Rewrite the text of every item below, replacing "Draw a box around" with "Outline" and leaving everything else unchanged. Leave the pictures out of your answer.
━━ SUPPLIED DATA
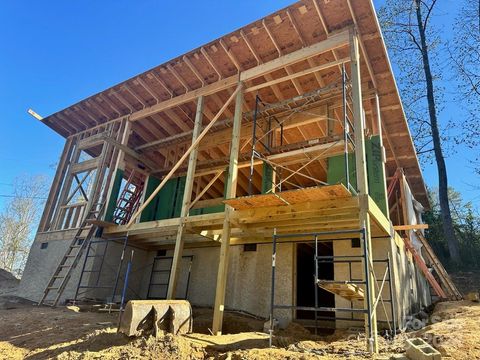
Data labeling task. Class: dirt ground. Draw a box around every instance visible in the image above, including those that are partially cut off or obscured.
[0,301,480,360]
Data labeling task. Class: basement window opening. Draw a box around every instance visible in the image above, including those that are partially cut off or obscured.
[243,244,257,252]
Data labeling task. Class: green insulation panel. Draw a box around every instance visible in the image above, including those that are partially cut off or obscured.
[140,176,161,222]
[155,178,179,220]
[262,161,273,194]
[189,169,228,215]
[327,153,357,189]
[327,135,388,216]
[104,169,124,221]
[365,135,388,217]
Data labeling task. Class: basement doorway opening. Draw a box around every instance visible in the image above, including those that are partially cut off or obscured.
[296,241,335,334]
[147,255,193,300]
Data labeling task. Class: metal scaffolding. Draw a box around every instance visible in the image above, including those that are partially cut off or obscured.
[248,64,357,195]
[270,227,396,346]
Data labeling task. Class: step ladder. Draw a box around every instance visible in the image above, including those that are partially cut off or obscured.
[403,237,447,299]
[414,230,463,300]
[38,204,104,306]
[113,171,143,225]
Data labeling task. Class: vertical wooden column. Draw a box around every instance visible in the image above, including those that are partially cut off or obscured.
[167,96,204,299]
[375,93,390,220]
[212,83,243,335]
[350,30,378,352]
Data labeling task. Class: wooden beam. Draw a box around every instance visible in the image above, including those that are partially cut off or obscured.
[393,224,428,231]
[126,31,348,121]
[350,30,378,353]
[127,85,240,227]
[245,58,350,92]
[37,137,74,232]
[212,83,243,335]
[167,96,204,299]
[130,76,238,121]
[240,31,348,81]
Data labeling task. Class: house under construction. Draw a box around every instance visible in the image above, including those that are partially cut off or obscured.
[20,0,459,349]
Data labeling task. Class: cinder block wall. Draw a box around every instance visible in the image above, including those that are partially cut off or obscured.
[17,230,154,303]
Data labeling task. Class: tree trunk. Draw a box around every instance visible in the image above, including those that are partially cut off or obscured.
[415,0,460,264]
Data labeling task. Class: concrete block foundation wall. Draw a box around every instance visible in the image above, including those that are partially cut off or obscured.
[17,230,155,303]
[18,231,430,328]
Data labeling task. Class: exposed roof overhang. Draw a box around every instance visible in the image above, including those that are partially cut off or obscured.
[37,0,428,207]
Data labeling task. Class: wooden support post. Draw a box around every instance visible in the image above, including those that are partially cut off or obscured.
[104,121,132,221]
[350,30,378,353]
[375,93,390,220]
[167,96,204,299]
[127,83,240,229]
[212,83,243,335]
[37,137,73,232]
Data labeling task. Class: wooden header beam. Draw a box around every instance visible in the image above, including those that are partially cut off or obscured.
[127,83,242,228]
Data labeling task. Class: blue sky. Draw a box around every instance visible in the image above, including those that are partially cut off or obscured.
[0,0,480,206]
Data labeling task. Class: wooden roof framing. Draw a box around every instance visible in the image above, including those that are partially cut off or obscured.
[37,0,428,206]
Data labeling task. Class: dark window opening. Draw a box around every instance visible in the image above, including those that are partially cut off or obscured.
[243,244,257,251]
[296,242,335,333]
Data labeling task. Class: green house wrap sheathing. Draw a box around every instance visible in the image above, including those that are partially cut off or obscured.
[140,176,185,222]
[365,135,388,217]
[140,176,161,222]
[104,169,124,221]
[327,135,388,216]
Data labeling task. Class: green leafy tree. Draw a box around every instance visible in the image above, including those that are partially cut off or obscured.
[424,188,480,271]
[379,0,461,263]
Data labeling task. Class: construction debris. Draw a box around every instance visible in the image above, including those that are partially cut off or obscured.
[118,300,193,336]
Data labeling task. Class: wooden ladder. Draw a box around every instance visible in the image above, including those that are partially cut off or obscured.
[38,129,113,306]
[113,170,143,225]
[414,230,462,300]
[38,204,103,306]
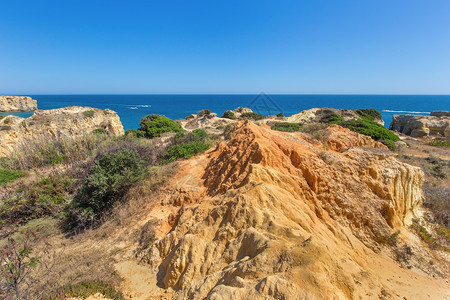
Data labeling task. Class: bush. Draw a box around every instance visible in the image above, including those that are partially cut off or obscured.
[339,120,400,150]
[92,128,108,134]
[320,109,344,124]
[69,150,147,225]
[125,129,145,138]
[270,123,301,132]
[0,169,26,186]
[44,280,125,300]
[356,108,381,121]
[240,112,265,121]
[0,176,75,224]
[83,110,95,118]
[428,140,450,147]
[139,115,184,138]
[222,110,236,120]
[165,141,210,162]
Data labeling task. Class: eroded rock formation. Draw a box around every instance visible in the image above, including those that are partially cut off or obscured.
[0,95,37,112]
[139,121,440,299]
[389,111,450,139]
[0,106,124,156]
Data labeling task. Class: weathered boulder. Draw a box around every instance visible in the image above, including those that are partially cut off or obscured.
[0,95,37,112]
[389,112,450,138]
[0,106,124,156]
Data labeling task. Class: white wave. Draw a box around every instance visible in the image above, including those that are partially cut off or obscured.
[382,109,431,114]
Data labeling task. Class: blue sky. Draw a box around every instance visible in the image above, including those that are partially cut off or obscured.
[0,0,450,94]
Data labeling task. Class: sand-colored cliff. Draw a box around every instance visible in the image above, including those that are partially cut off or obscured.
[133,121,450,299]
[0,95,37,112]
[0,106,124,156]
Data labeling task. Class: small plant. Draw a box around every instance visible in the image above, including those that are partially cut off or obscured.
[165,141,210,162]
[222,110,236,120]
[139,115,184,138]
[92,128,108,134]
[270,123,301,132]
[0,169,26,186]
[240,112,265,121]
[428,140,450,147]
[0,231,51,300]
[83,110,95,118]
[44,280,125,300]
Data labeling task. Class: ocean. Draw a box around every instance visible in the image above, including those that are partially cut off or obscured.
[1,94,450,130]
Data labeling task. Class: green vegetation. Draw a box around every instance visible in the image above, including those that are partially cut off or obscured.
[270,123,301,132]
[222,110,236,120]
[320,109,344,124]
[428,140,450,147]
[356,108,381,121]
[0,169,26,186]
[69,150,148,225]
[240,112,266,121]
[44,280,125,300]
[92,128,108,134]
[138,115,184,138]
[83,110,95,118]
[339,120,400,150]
━━━━
- _RESULT OF THIS EXERCISE_:
Data labeling task. Class: dirt ground. Outline every instance visible in the image above, including those that are partially cut off or obscured.
[0,301,480,360]
Data labeling task. Class: basement window opening. Outline every instance visible in the image above, including those that are partially cut off or obscured.
[243,244,257,252]
Data labeling task. Class: green insulation panel. Outline every instance visible in the image above, including those that are partially cut off or obscured.
[140,176,161,222]
[155,178,179,220]
[262,161,273,194]
[189,169,228,215]
[327,153,357,189]
[327,135,388,216]
[104,169,124,221]
[365,135,388,217]
Data labeling task. Class: basement doorway opening. Outline every instance visible in the image above, including those that are partially cut off or obscured.
[296,241,335,334]
[147,255,193,300]
Data labeling task. Class: metal scaffolding. Outline every instance visible in the image above, including those that are partially cut off or obscured.
[248,64,357,195]
[270,227,396,346]
Data labeling task. Class: step ladder. Outline every instance visible in the image above, including those that are partially cut off or obscured.
[403,237,447,299]
[414,230,463,300]
[38,204,104,306]
[113,171,143,225]
Data labeling task. Class: vertical wooden column. Outline every instance visible in the image above, including those that are partially cut off or obscured.
[167,96,204,299]
[375,93,390,220]
[212,83,243,335]
[350,30,378,352]
Data labeling task. Class: wooden beam. Outline every instance visible in the image above, including those that are partially cut off or obscured.
[393,224,428,231]
[126,31,348,121]
[350,30,378,353]
[127,85,240,227]
[245,58,350,92]
[37,137,74,232]
[212,83,243,335]
[167,96,204,299]
[130,76,238,121]
[240,31,348,81]
Data labeling task. Class: house under construction. Outline every instance visible in the image above, including those that are partially cut off or obscured.
[20,0,459,349]
Data labeling task. Class: cinder block wall. Outline every instance visible in the image above, including those that are partially cut off or obscured.
[17,230,154,303]
Data labeling task. Class: tree trunk. Outline every instance visible in the image above, including those that are partially cut off or obscured.
[415,0,460,264]
Data labeling task. Class: concrete block foundation wall. Outline every instance visible in the image above, including those that are partially cut off or obscured.
[17,230,155,303]
[18,231,430,328]
Data labeling task. Class: exposed roof overhang. Outline every instance visible in the image above, including those that are partially cut off or obscured.
[37,0,428,207]
Data labeling task. Class: wooden support post. Outline every instance visible in the image above, including those that are partially cut off or obscured.
[104,121,132,221]
[350,30,378,353]
[375,93,390,220]
[167,96,204,299]
[127,83,240,229]
[212,83,243,335]
[37,137,73,232]
Data labeling task. Class: wooden header beam. Outline every instance visible in the image above, including those that are partially cut off or obscured.
[127,83,242,228]
Data labeling task. Class: blue sky. Outline every instance visible in the image above, including those that are partially cut off or obscured.
[0,0,480,206]
Data labeling task. Class: wooden roof framing. Outline every instance visible in the image above, including those that are partially cut off or obscured.
[37,0,428,206]
Data labeling task. Class: dark window opening. Outline every instance visible in the image above, including those that are partially cut off or obscured.
[243,244,257,251]
[296,242,335,333]
Data labeling task. Class: green house wrap sheathing. Outline every instance visible in the image above, including those that are partially cut off or obscured.
[140,176,185,222]
[365,135,388,217]
[140,176,161,222]
[104,169,124,221]
[327,135,388,216]
Data labeling task. Class: green leafy tree. Outline every instance visible in the image above, including those that are partially cut off or obscured.
[424,188,480,271]
[379,0,461,263]
Data labeling task. Class: construction debris. Outline every instance visible in the image above, including those that are partially cut off or obscured.
[118,300,193,336]
Data labeling task. Class: wooden ladder. Outline every instance visible in the image above, including those that are partially cut off or obscured.
[38,129,113,306]
[113,170,143,225]
[414,230,462,300]
[38,204,103,306]
Data labeling task. Class: bush. Outline every instance visible in the image above, including those that are partially cut off or obscured.
[339,120,400,150]
[92,128,108,134]
[320,109,344,124]
[69,150,147,225]
[125,129,145,138]
[270,123,301,132]
[0,169,26,186]
[44,280,125,300]
[356,108,381,121]
[240,112,265,121]
[0,176,75,224]
[83,110,95,118]
[428,140,450,147]
[139,115,184,138]
[222,110,236,120]
[165,141,210,162]
Data labeling task. Class: eroded rock formation. Outline every instance visible in the image above, including those that are partially cut off or obscured.
[0,95,37,112]
[139,121,440,299]
[389,111,450,139]
[0,106,124,156]
Data labeling task. Class: weathered boulder. Outline every instance visible in the image above, including those that are partially cut off or obscured.
[0,95,37,112]
[389,112,450,138]
[0,106,124,156]
Data labeling task. Class: white wave. Outline every instance visible in the image above, including those that are partially cut off or obscured.
[382,109,431,114]
Data labeling task. Class: blue sky. Outline every instance visible in the image above, including those that are partially cut off or obscured.
[0,0,450,94]
Data labeling task. Class: sand-colored cliff. Outline every instance visible in the image above, including those that are partially cut off or obscured.
[133,121,450,299]
[0,95,37,112]
[0,106,124,156]
Data labeling task. Class: small plant. Outline every instance visible in the image above, including those that are partially cut off or obscured.
[165,141,210,162]
[222,110,236,120]
[139,115,184,138]
[92,128,108,134]
[270,123,301,132]
[0,169,26,186]
[240,112,265,121]
[428,140,450,147]
[0,231,51,300]
[83,110,95,118]
[44,280,125,300]
Data labeling task. Class: ocean. Outline every instance visible in the image above, including those that are partially cut off or obscured.
[1,94,450,130]
Data labeling task. Class: green vegetation. Outline every instance visible in the image above, including those that are partially cut off or obscured.
[270,123,301,132]
[222,110,236,120]
[320,109,344,124]
[428,140,450,147]
[356,108,381,121]
[0,169,26,186]
[69,150,148,225]
[240,112,266,121]
[44,280,125,300]
[92,128,108,134]
[138,115,184,138]
[83,110,95,118]
[339,120,400,150]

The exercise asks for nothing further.